### Data for this exercise:

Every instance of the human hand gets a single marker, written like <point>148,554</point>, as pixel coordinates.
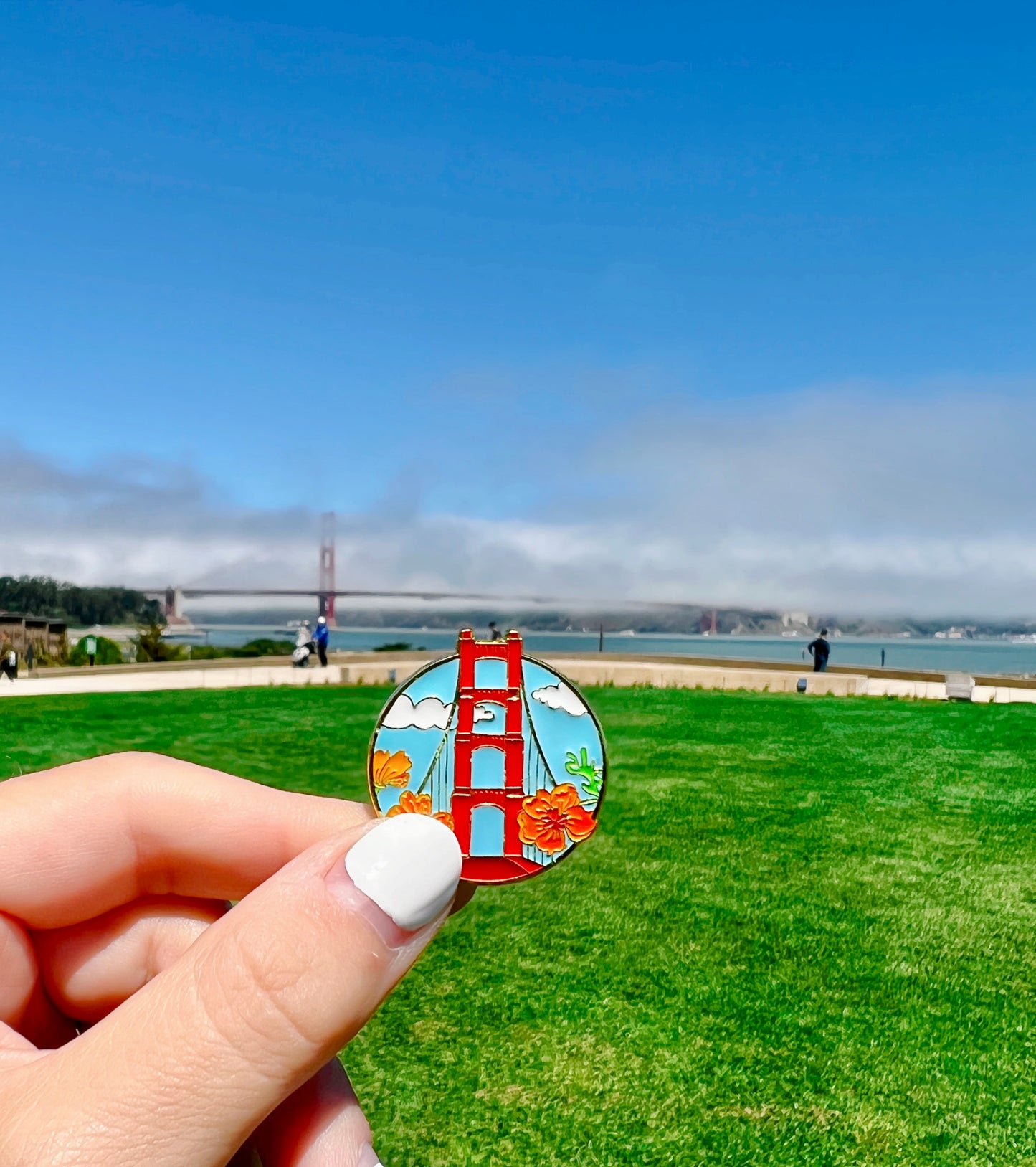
<point>210,1029</point>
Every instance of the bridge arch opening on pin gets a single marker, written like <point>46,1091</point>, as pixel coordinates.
<point>488,768</point>
<point>487,830</point>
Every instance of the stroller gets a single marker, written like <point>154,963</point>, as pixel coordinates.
<point>305,648</point>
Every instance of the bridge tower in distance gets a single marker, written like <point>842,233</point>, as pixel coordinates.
<point>327,566</point>
<point>467,740</point>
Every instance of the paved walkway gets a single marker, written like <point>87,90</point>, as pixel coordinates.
<point>388,669</point>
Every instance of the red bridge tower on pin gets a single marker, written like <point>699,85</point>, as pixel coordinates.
<point>468,740</point>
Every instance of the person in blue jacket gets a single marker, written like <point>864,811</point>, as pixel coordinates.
<point>321,638</point>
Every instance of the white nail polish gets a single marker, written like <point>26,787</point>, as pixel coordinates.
<point>409,866</point>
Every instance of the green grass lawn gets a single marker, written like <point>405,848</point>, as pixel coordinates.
<point>804,932</point>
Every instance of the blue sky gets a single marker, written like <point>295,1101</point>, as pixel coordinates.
<point>457,264</point>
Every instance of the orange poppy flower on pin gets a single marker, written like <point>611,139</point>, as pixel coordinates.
<point>411,804</point>
<point>551,819</point>
<point>391,770</point>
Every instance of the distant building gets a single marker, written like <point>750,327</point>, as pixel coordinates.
<point>796,619</point>
<point>48,638</point>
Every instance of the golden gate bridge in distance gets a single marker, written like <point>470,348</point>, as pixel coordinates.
<point>327,590</point>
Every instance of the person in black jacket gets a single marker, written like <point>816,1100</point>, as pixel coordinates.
<point>819,651</point>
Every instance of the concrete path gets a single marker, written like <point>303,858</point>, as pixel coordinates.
<point>391,669</point>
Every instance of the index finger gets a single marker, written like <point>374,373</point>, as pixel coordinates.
<point>81,839</point>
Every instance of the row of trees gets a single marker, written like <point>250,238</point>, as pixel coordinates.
<point>40,595</point>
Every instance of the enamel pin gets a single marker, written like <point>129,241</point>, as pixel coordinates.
<point>500,748</point>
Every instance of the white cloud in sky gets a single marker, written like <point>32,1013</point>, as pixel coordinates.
<point>560,697</point>
<point>429,713</point>
<point>853,500</point>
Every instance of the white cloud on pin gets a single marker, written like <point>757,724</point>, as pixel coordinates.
<point>560,697</point>
<point>429,713</point>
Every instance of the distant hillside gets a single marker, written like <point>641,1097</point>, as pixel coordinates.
<point>39,595</point>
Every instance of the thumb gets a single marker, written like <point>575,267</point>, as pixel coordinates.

### Task goal:
Please print the whole listing above word for word, leaving out the pictures.

### Expected output:
Every instance of the human hand gets a single marker, written like <point>148,554</point>, as pixel coordinates.
<point>210,1029</point>
Every instance of the bridge arch opening on pin gets a single marker, written like <point>46,1091</point>, as pixel coordinates.
<point>488,768</point>
<point>487,830</point>
Every instance of the stroller gets a single marker, written like <point>154,963</point>, as pixel coordinates.
<point>305,648</point>
Every instance of the bridge tower in distance gets a single marker, written like <point>842,233</point>, as pixel coordinates.
<point>327,566</point>
<point>467,740</point>
Every instance of the paved walkway gets a single marker, written like <point>87,90</point>, as pixel coordinates.
<point>388,669</point>
Every instance of the red bridge tower on pin gets a single marker, written like <point>699,85</point>, as pixel coordinates.
<point>468,740</point>
Every instance of the person in blue jacket gets a single marker, written like <point>864,811</point>, as pixel coordinates.
<point>321,638</point>
Every instance of the white nail polish gets a single marker, written like <point>26,787</point>, as pixel coordinates.
<point>409,866</point>
Every instance of the green grass lawn gets a single marker, written like <point>405,848</point>, as pixel coordinates.
<point>804,932</point>
Every instance of the blue sky gets a single marker, written like <point>295,1101</point>, as pixel coordinates.
<point>457,264</point>
Every instance of the orange poppy flower on pin gets a single marker, written like <point>611,139</point>, as pixel coordinates.
<point>411,804</point>
<point>551,819</point>
<point>391,770</point>
Every instance of the distant building gets a single marker, written like <point>750,327</point>, as pixel coordinates.
<point>796,619</point>
<point>48,638</point>
Every instance of the golden gate bridge in distance gets a single marker, written like <point>470,348</point>, as pixel coordinates.
<point>327,590</point>
Every instance of the person in black jacket gets a single marker, written like <point>816,1100</point>, as pixel coordinates.
<point>819,651</point>
Every instance of the concrete path gets a single marker, written like <point>303,858</point>, as pixel coordinates.
<point>391,669</point>
Every instance of the index finger gets a single marker, written like <point>374,373</point>, as pixel coordinates.
<point>81,839</point>
Every instance of the row of trees gets a single marker, written like <point>250,238</point>, as pixel coordinates.
<point>40,595</point>
Every instance of the enamel pin gets a single marker, written like <point>129,241</point>, as pixel coordinates.
<point>500,748</point>
Every instance of the white cloud in sky gets a single marker, written like <point>32,1013</point>, as pixel coordinates.
<point>560,697</point>
<point>429,713</point>
<point>853,500</point>
Every instance of the white cloud on pin gets a single marker, written like <point>757,724</point>, as pixel coordinates.
<point>560,697</point>
<point>429,713</point>
Every instance of the distant hillside gets a single marker, written like <point>641,1097</point>, as pixel coordinates.
<point>39,595</point>
Every instance of the thumb gets a single marker, written like <point>575,267</point>, as pixel coordinates.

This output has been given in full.